● **REQUIREMENT**: Even the shortest line counts, so transcribe all the data exactly.

● **SUPPLIED DATA**:
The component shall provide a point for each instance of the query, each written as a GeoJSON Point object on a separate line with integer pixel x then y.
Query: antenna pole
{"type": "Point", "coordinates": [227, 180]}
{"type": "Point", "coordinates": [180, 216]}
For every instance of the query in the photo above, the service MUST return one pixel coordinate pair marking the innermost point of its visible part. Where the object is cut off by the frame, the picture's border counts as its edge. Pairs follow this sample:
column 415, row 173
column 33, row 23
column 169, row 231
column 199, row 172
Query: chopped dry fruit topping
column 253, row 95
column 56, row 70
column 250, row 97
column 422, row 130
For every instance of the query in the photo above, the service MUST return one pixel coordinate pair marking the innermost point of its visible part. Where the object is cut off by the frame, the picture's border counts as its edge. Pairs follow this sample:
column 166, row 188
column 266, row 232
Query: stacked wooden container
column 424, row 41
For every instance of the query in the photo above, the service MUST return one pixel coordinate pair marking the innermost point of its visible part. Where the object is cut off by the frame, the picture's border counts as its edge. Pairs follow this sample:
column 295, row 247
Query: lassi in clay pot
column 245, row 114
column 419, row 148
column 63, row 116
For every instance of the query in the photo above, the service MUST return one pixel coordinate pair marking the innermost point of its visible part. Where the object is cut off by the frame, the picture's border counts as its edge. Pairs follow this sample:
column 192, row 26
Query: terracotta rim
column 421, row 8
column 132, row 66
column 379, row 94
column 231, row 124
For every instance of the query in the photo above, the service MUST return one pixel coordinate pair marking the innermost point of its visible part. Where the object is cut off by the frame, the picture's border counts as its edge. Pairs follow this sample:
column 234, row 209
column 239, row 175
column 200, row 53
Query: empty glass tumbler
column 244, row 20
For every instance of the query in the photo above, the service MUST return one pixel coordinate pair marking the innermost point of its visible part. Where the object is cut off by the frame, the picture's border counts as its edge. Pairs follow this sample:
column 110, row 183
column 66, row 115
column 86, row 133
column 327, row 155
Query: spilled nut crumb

● **FINISHED TASK**:
The component shall provide a point for each instance of the query, each written as a GeoJSON Point object on a separate line with integer pixel x then y.
Query: antenna pole
{"type": "Point", "coordinates": [227, 180]}
{"type": "Point", "coordinates": [180, 216]}
For every instance of the query in the photo above, the service MUST return one pixel coordinate pair marking the innermost point of its visible part. Where the object is cut off by the frame, the picture's border counts as its edge. Pairs follow this sample:
column 415, row 173
column 33, row 23
column 169, row 231
column 199, row 172
Query: chopped dry fruit topping
column 253, row 95
column 56, row 70
column 250, row 97
column 422, row 130
For every instance of the query in the photo above, the service MUST return one pixel coordinate pair marking the innermost point of its visible part. Where the object is cut off by the frame, the picture's border counts as its edge. Pairs follow this sample:
column 166, row 188
column 266, row 232
Query: stacked wooden container
column 424, row 41
For every instance of the query in the photo above, the service MUST return one pixel coordinate pair marking the innermost point of its visible part. Where the object is cut off by the frame, the picture's border counts as its edge. Pairs follow this sample:
column 295, row 247
Query: lassi in clay pot
column 245, row 114
column 419, row 148
column 63, row 116
For every instance of the query in the photo above, the service MUST return one pixel coordinate pair marking the innermost point of its visible part. Where the object is cut off by the frame, the picture's border counts as its edge. Pairs follow this sample:
column 192, row 26
Query: terracotta rim
column 421, row 8
column 132, row 66
column 379, row 94
column 231, row 124
For every instance of the query in the photo above, the service MUST return one pixel coordinate pair marking the innermost point of its visible part. Where the object is cut off by the frame, the picture's border counts as its edge. Pairs follow this sample:
column 234, row 209
column 239, row 175
column 200, row 53
Query: empty glass tumbler
column 244, row 20
For every instance of the query in the photo above, the service MUST return one pixel coordinate pair marking the innermost point of its visible part. Where the object is cut off by the frame, the picture's border counts as its edge. Pairs follow this sample:
column 110, row 183
column 66, row 115
column 86, row 133
column 327, row 155
Query: spilled nut crumb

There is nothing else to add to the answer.